---------- Text to read

If I cannot flatter myself with the hope of bringing so important a work to perfection, I wish at least to contribute to it as much as is in my power; and I hope to contribute to it, perhaps even by the faults from which I shall not have been able to guard myself. My three first volumes of ideology, grammar and logic, compose the first section, or the history of our means of knowledge.
I am now about to commence the second section or the Treatise on the will and its effects; but before entering on this new subject I think it right to add yet something to that which I have said on the first. Here then will be found, under the name of a supplement to the first section, something further supporting by some new observations my manner of conceiving the artifice of judgment and reasoning.
I hope it will not be displeasing to the amateurs of this research; because in condensing and bringing more closely together the most important of my logical principles, I present them under a new aspect, and have moreover added some considerations on the theory of probabilities, which are not without interest, considering the little progress this science has hitherto made. Those too who are not curious as to the latter article, and who may be sufficiently satisfied with my theory of logic and convinced of its justice, may save themselves the trouble of reading this supplement, which is but a superabundance of proof.
Afterwards follows the Treatise on the will and its effects; the first part of which I now submit to the public. It is to contain three. The first, which treats of our actions; the second, which treats of our sentiments; and the third, which treats of the manner of directing our actions and our sentiments. These three parts are very distinct in their foundation, although closely connected with one another; and I shall be very careful not to confound them, notwithstanding the numerous relations which unite them, and to avoid as much as possible all repetitions. But it will readily be perceived that there are general considerations which are common to them; and that before speaking of the effects and consequences of our willing faculty, and of the manner of directing it, we must speak of this faculty itself. This will be the subject of a preliminary discourse, composed of seven chapters or paragraphs. I fear it will appear too abstract; and that many readers will be impatient at being detained so long in generalities which seem to retard the moment of real entry on our subject. I can agree that I could have abridged them. If I have not done it, it is because I have been well persuaded that I should gain time under the appearance of losing it.
In effect I pray that it may be considered, that wishing really to place the moral and political sciences on their true basis, a knowledge of our intellectual faculties, it was necessary to begin by considering our faculty or will under all its aspects; and that this preliminary examination being once made, almost all the principles will find themselves established naturally, and we shall advance very rapidly afterwards, because we shall never be obliged to retrace our steps. If any one wishes to satisfy himself of the advantage of this course, he has only to commence reading the book after the preliminary discourse. He will see every instant that he has need of an incidental dissertation, to obviate the difficulties which will have been solved before; and so much the worse for those who should not experience this necessity, for such are capable of being persuaded without sufficient reason. There are but too many readers endowed with this kind of indulgence; but it is not of their suffrages I am most ambitious. I consent then that they shall accuse me of having said too much; but I should be very sorry if those who are more difficult, should be able to accuse me of having passed over some links in the chain of ideas. It is especially in the commencement that this fault would be most unpardonable, for then it might lead to the most serious errors; and it is thence that arise all those erroneous systems which are the more deceiving, inasmuch as the defect is hidden in the foundation, and all that appears is consequent and well connected. Should the last reproach be urged, my only answer would be that I have made every effort not to deserve it; and I can at the same time protest, that I have not sought beforehand any of those results to which I have been conducted, and that I have only followed the thread which guided me, the series of ideas exerting all my attention not to break it. The judgment of the public will teach me whether I have succeeded, and I will not forestall it by any other preface than this simple advertisement.

--------------------
---------- Data excerpts

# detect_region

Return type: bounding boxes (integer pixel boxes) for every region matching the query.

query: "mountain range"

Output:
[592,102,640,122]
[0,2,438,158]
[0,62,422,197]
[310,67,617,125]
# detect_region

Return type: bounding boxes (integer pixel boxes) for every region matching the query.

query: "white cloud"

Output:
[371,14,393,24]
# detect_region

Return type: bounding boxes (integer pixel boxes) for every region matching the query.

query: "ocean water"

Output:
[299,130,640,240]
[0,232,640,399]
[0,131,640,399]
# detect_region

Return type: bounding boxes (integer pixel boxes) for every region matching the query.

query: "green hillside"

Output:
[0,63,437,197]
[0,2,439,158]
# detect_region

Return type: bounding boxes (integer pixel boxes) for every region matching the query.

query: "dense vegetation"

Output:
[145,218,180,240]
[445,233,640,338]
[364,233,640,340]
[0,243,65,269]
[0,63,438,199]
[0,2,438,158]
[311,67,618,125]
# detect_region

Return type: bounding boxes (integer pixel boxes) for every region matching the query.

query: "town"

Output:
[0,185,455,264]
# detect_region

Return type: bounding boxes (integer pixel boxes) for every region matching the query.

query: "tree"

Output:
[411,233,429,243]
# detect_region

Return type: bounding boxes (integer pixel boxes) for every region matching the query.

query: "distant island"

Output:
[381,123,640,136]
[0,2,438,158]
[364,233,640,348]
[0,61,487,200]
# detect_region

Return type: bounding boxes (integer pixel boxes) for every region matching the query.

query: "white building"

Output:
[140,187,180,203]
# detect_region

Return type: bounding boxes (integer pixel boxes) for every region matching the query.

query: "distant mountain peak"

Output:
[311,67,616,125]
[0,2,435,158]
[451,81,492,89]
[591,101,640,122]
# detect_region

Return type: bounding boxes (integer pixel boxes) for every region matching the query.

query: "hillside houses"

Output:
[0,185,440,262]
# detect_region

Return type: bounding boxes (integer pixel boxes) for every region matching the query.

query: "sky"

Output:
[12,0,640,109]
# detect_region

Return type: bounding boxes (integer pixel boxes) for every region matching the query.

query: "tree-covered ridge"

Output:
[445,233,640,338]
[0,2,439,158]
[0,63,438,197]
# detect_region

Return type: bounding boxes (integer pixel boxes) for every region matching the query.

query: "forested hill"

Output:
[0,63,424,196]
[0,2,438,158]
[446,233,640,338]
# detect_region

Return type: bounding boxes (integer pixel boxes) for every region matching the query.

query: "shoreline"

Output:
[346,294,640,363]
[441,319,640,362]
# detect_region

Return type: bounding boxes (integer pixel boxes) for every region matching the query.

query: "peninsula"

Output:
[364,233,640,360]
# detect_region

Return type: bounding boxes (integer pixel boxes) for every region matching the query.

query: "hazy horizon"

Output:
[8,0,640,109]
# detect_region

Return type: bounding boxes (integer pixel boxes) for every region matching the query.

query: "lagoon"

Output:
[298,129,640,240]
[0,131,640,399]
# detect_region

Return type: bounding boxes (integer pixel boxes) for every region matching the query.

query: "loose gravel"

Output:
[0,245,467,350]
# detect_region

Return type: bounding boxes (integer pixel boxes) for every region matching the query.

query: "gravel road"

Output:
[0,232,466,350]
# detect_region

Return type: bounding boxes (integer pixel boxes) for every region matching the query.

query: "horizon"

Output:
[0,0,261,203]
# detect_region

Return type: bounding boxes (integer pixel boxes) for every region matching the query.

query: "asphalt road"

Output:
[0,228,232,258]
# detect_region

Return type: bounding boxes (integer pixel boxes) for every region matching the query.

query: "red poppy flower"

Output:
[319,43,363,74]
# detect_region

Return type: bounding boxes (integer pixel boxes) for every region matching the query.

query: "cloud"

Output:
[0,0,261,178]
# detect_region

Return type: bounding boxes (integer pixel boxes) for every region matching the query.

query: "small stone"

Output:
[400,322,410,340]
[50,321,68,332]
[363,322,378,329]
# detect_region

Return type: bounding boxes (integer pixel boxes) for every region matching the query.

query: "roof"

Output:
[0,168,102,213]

--------------------

• [Set exercise]:
In the text on the treatise on the will, how many chapters or paragraphs make up the preliminary discourse?

• [Complete response]:
Seven.